● STATED PROBLEM:
Copy the following entries line for line, keeping every character unchanged.

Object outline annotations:
★ ★ ★ ★ ★

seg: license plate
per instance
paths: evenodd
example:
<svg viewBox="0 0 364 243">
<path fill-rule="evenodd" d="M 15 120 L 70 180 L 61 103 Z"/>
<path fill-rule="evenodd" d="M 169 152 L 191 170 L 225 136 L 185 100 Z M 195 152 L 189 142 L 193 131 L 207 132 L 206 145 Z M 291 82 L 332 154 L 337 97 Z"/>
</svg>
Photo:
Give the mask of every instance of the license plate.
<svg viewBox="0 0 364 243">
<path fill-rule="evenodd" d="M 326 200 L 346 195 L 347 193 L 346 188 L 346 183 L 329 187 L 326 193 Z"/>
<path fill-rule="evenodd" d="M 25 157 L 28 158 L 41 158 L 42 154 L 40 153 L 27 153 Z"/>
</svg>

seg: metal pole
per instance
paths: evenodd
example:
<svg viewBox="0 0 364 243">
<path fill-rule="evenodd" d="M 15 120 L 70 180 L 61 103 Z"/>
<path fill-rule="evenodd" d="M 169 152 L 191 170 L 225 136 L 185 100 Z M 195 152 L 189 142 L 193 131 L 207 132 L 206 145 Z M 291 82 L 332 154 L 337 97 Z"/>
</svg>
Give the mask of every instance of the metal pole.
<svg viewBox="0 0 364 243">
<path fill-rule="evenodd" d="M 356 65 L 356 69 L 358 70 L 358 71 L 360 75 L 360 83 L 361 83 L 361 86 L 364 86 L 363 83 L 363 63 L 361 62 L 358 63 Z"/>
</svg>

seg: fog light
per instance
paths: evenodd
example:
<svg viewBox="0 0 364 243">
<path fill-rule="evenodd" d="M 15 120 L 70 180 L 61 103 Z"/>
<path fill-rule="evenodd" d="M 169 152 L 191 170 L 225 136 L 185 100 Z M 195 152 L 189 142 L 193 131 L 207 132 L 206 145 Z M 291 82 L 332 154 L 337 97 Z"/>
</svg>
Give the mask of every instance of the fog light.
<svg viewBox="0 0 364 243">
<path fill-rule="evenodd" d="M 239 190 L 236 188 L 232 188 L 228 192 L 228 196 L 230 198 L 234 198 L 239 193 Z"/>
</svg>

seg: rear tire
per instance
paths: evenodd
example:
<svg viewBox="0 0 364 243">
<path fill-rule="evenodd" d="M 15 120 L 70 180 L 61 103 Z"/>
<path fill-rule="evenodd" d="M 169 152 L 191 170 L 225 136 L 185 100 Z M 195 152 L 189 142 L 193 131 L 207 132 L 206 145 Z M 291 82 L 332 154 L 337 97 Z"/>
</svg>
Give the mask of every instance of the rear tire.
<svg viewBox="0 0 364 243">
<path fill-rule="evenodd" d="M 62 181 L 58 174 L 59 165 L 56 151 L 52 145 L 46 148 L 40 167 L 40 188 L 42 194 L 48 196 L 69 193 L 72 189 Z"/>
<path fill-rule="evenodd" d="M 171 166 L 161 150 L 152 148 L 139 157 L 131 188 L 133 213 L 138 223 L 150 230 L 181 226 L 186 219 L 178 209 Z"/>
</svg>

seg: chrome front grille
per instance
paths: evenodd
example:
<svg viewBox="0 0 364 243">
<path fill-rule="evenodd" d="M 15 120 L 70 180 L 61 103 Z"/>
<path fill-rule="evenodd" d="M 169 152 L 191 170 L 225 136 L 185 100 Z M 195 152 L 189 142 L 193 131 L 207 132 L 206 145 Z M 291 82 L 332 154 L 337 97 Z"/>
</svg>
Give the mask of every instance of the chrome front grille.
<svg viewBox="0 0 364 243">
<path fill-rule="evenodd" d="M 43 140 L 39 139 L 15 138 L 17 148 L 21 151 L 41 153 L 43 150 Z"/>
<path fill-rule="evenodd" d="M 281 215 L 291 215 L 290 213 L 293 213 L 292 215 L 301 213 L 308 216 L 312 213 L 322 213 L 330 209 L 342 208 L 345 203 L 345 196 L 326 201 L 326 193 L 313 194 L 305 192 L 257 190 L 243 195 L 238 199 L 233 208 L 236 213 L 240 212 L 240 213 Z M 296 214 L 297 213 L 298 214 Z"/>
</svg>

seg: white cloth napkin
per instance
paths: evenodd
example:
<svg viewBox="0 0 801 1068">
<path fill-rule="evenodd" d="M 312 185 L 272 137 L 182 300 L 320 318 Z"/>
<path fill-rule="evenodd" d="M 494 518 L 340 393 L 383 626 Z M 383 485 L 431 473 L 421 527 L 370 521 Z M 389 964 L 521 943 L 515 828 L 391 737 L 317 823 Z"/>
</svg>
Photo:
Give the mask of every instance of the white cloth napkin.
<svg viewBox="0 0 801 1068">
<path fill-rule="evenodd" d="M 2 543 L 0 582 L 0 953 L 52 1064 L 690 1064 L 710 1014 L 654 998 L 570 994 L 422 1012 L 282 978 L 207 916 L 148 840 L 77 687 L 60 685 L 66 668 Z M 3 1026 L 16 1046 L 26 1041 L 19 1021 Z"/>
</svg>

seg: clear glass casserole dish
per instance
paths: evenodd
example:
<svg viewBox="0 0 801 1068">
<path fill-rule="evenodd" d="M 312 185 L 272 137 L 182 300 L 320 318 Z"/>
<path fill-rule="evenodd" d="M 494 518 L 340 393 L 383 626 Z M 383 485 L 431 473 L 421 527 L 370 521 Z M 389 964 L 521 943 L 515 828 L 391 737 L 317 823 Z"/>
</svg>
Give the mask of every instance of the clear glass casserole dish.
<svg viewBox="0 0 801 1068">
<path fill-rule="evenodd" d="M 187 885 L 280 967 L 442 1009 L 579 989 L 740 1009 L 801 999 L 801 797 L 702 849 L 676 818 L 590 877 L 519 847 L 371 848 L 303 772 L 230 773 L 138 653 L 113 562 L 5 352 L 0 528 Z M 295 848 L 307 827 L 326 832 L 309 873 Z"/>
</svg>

★ ★ ★ ★ ★

● CORRECT OUTPUT:
seg: license plate
per instance
paths: evenodd
example:
<svg viewBox="0 0 364 243">
<path fill-rule="evenodd" d="M 15 120 L 70 180 L 61 103 Z"/>
<path fill-rule="evenodd" d="M 169 152 L 191 170 L 225 136 L 185 100 Z M 195 152 L 189 142 L 193 131 L 207 132 L 206 145 Z M 291 82 L 332 154 L 337 97 Z"/>
</svg>
Photo:
Give the mask of every instance of the license plate.
<svg viewBox="0 0 364 243">
<path fill-rule="evenodd" d="M 326 200 L 346 195 L 347 193 L 346 188 L 346 183 L 329 187 L 326 193 Z"/>
<path fill-rule="evenodd" d="M 25 157 L 28 158 L 41 158 L 42 154 L 40 153 L 27 153 Z"/>
</svg>

seg: metal pole
per instance
paths: evenodd
example:
<svg viewBox="0 0 364 243">
<path fill-rule="evenodd" d="M 15 120 L 70 180 L 61 103 Z"/>
<path fill-rule="evenodd" d="M 169 152 L 191 170 L 225 136 L 185 100 Z M 195 152 L 189 142 L 193 131 L 207 132 L 206 145 Z M 291 82 L 332 154 L 337 97 Z"/>
</svg>
Give the mask of every instance of the metal pole.
<svg viewBox="0 0 364 243">
<path fill-rule="evenodd" d="M 356 65 L 356 69 L 358 70 L 358 71 L 360 75 L 360 83 L 361 83 L 361 86 L 364 86 L 363 83 L 363 63 L 361 62 L 358 63 Z"/>
</svg>

seg: fog light
per instance
paths: evenodd
example:
<svg viewBox="0 0 364 243">
<path fill-rule="evenodd" d="M 15 120 L 70 180 L 61 103 Z"/>
<path fill-rule="evenodd" d="M 169 152 L 191 170 L 225 136 L 185 100 Z M 195 152 L 189 142 L 193 131 L 207 132 L 206 145 Z M 291 82 L 332 154 L 337 97 Z"/>
</svg>
Give the mask of every instance of the fog light.
<svg viewBox="0 0 364 243">
<path fill-rule="evenodd" d="M 239 190 L 236 188 L 232 188 L 228 192 L 228 196 L 230 198 L 234 198 L 239 193 Z"/>
</svg>

seg: rear tire
per instance
paths: evenodd
example:
<svg viewBox="0 0 364 243">
<path fill-rule="evenodd" d="M 15 120 L 70 180 L 61 103 Z"/>
<path fill-rule="evenodd" d="M 169 152 L 191 170 L 225 136 L 185 100 Z M 195 152 L 189 142 L 193 131 L 207 132 L 206 145 Z M 291 82 L 332 154 L 337 97 Z"/>
</svg>
Give the mask of every instance of the rear tire.
<svg viewBox="0 0 364 243">
<path fill-rule="evenodd" d="M 62 181 L 58 174 L 59 165 L 56 151 L 52 145 L 46 148 L 40 167 L 40 188 L 42 194 L 48 196 L 69 193 L 72 189 Z"/>
<path fill-rule="evenodd" d="M 171 166 L 161 150 L 152 148 L 139 157 L 131 188 L 133 213 L 138 223 L 150 230 L 181 226 L 186 219 L 178 209 Z"/>
</svg>

seg: chrome front grille
per instance
paths: evenodd
example:
<svg viewBox="0 0 364 243">
<path fill-rule="evenodd" d="M 15 120 L 70 180 L 61 103 Z"/>
<path fill-rule="evenodd" d="M 169 152 L 191 170 L 225 136 L 185 100 Z M 195 152 L 189 142 L 193 131 L 207 132 L 206 145 Z M 291 82 L 332 154 L 337 97 Z"/>
</svg>
Give the mask of every instance of the chrome front grille.
<svg viewBox="0 0 364 243">
<path fill-rule="evenodd" d="M 43 140 L 39 139 L 15 138 L 17 148 L 21 151 L 41 153 L 43 150 Z"/>
<path fill-rule="evenodd" d="M 281 215 L 291 215 L 290 213 L 293 213 L 292 215 L 301 213 L 308 216 L 312 213 L 322 213 L 330 209 L 342 208 L 345 203 L 345 196 L 326 201 L 326 193 L 313 194 L 305 192 L 257 190 L 243 195 L 238 199 L 233 208 L 236 213 L 240 212 L 240 213 Z M 296 214 L 297 213 L 298 214 Z"/>
</svg>

seg: white cloth napkin
per instance
paths: evenodd
example:
<svg viewBox="0 0 801 1068">
<path fill-rule="evenodd" d="M 312 185 L 272 137 L 182 300 L 320 318 Z"/>
<path fill-rule="evenodd" d="M 494 518 L 340 393 L 383 626 Z M 383 485 L 431 473 L 421 527 L 370 521 Z M 389 964 L 521 943 L 515 828 L 391 737 L 317 823 Z"/>
</svg>
Photo:
Give the mask of every instance of the white cloth napkin.
<svg viewBox="0 0 801 1068">
<path fill-rule="evenodd" d="M 2 543 L 0 582 L 0 953 L 52 1064 L 690 1064 L 710 1014 L 654 998 L 570 994 L 422 1012 L 282 978 L 207 916 L 148 840 L 77 687 L 60 685 L 66 668 Z M 3 1026 L 16 1046 L 26 1041 L 19 1021 Z"/>
</svg>

seg: clear glass casserole dish
per instance
paths: evenodd
example:
<svg viewBox="0 0 801 1068">
<path fill-rule="evenodd" d="M 312 185 L 272 137 L 182 300 L 320 318 Z"/>
<path fill-rule="evenodd" d="M 494 518 L 340 393 L 383 626 Z M 383 485 L 431 473 L 421 527 L 370 521 Z M 389 964 L 521 943 L 515 828 L 391 737 L 317 823 Z"/>
</svg>
Give the mask of every instance of the clear glass casserole dish.
<svg viewBox="0 0 801 1068">
<path fill-rule="evenodd" d="M 187 885 L 280 967 L 442 1009 L 579 989 L 740 1009 L 801 999 L 801 797 L 702 849 L 676 818 L 590 877 L 519 847 L 371 848 L 303 772 L 230 773 L 138 653 L 113 562 L 5 352 L 0 528 Z M 295 848 L 307 827 L 326 832 L 309 873 Z"/>
</svg>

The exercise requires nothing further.